PAGE TEXT:

§ §

This section provides an overview of the capabilities of the correlator described in this document. Some of these capabilities exist to meet EVLA science and system requirements, and others evolved from the chosen signal processing and architecture.

- 16 GHz of bandwidth per antenna arranged as eight 2 GHz basebands (or four pairs). Bandwidth can be traded-off for number of antennas without correlator modification. Inputs support flexible allocation of basebands and baseband widths.
- Each 2 GHz baseband input can be on a different delay center on the sky for flexible multi-beaming. Different baseband inputs could process the same data (with a front-end switch) with a completely different delay center.
- 16,384 spectral channels per baseline at the widest bandwidths. Up to 256k spectral channels per cross-correlation on 2 basebands using "recirculation". “Wideband recirculation” provides more spectral channels at wide bandwidths with sensitivity losses.
- High performance data output capability. The nominal 40-station configuration could produce ~3 Gvis/sec. The extreme 40-station configuration could produce ~12 Gvis/sec. However, the output data rate will largely be determined by back-end processing capability, and data volume handling limits.
- ≤4 or 8-bit sampling and/or correlation for high spectral dynamic range and spectral purity.

§ §

WHAT YOU WILL DO:
(1) Repeat the part of the correlator overview that begins at the words "- 16,384 spectral" and ends after the words "with sensitivity losses.".
(2) Answer these questions from the correlator overview:
(a) How many spectral channels per baseline are available at the widest bandwidths?
(b) How many visibilities per second could the nominal 40-station configuration produce?
(c) How is the 16 GHz of bandwidth per antenna arranged?
(3) Write the next part of the correlator overview, starting after its final bullet on sampling and correlation.

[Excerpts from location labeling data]
§ §

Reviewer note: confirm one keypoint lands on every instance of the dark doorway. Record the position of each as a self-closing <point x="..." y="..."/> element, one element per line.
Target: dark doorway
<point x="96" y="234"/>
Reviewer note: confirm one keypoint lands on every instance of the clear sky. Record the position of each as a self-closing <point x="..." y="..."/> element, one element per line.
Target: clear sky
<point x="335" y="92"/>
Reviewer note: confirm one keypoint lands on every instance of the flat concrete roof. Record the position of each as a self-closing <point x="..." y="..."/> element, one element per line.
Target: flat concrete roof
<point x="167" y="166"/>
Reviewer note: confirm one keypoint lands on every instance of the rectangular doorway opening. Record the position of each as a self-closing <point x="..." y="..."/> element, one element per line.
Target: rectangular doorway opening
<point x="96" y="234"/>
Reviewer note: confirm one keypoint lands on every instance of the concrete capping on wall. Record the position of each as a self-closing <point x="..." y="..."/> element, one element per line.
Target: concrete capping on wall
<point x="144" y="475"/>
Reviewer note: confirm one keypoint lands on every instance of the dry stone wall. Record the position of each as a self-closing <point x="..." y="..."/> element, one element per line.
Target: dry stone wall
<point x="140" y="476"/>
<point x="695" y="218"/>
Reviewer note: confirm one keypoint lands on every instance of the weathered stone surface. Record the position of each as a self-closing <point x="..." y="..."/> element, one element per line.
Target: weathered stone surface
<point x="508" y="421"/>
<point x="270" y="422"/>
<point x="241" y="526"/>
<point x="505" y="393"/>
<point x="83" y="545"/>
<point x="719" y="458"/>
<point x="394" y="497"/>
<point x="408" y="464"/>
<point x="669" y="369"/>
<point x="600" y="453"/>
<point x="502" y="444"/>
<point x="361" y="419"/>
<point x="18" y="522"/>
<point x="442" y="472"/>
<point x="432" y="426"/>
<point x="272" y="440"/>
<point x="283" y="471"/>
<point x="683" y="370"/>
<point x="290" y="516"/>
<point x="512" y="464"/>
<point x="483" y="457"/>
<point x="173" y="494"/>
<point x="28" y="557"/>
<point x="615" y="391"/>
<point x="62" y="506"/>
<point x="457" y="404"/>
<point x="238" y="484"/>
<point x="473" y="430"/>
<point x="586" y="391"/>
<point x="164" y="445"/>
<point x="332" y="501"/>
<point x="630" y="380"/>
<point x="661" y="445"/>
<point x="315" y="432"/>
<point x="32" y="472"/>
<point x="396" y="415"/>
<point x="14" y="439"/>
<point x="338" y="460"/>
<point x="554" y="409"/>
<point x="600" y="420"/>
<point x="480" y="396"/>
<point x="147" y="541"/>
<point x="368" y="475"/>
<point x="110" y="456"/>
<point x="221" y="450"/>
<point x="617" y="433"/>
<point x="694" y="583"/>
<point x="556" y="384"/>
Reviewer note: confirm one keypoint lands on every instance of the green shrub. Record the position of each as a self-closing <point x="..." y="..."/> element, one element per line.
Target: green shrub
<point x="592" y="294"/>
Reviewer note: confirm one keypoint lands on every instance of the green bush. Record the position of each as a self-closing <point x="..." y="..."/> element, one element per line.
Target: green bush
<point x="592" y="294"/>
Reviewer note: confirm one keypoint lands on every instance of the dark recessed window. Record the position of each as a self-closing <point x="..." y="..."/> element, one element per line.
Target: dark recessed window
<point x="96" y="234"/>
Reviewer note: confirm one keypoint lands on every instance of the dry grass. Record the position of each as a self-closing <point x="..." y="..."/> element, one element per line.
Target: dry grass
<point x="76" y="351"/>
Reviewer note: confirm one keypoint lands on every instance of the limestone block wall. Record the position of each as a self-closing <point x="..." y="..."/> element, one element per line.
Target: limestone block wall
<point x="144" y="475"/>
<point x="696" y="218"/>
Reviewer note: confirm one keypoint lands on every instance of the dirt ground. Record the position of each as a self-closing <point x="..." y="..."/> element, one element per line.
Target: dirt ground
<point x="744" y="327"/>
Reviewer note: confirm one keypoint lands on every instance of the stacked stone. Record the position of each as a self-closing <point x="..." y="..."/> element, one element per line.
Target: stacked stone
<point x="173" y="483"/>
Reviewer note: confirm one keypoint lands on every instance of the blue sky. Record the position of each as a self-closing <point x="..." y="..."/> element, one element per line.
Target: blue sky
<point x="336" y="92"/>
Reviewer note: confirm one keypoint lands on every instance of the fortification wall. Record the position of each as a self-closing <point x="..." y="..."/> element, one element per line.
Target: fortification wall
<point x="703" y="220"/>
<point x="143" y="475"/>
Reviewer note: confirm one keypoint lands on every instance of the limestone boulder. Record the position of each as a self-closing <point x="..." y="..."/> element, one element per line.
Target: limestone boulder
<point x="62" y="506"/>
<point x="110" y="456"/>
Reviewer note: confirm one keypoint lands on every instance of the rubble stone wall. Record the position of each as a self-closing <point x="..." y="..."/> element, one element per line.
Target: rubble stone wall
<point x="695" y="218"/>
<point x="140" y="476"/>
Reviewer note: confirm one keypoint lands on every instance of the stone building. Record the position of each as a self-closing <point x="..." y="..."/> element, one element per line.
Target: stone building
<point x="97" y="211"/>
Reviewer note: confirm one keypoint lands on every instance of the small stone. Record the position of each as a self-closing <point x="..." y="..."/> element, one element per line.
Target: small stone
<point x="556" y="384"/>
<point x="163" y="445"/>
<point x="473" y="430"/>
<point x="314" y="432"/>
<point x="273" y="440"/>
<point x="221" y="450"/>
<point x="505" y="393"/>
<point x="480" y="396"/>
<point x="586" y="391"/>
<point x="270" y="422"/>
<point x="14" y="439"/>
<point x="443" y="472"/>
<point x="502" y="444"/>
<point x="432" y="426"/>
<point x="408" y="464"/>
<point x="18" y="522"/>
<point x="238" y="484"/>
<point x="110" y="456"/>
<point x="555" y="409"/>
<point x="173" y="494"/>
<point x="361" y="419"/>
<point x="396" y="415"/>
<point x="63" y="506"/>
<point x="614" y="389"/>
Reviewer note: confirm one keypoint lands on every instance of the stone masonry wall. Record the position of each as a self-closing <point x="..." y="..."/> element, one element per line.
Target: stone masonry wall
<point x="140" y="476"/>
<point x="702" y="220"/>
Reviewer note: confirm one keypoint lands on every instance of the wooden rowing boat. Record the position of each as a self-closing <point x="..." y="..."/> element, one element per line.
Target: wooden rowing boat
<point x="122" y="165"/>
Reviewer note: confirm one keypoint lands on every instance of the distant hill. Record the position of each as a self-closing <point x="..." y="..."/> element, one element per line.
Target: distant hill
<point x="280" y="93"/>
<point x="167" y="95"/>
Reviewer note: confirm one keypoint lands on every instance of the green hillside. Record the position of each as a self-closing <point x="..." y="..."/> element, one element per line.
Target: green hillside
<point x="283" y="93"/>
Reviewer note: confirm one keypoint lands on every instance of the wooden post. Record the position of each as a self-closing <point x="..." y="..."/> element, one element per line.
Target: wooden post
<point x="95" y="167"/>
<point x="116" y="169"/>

§ §

WRITTEN ANSWERS:
(1)
- 16,384 spectral channels per baseline at the widest bandwidths. Up to 256k spectral channels per cross-correlation on 2 basebands using "recirculation". “Wideband recirculation” provides more spectral channels at wide bandwidths with sensitivity losses.

(2)
(a) 16,384
(b) About 3 Gvis/sec
(c) As eight 2 GHz basebands (or four pairs)

(3)
- 144 digital filters per station generate sub-bands for flexible deployment of spectral resources and efficient wideband correlation. Each sub-band can be on a different delay center on the sky, within a maximum offset of about 0.25° from the baseband delay center (e.g. for a 2000 km baseline). “Radar-mode” sub-bands can be as narrow as 30 kHz.
- Pulsar processing: 2 banks of 1000 time bins/sub-band/baseline (up to 65k bins with back-end S/W binning); bin width as narrow as 15 μsec; independent timer for each baseband; independent gate for each sub-band.
- Real-time or tape-based VLBI capable.
- Reconfiguration/expansion capable.
- Simultaneous interferometer and phased-VLA operation. Delivered with a 1 GHz phased bandwidth, expandable to a full 16 GHz without re-design or replacement of existing hardware or cabling.
- Many interferometer and phased-array sub-arraying possibilities.
- All-digital sub-sample delay tracking to ±1/32nd of a sample.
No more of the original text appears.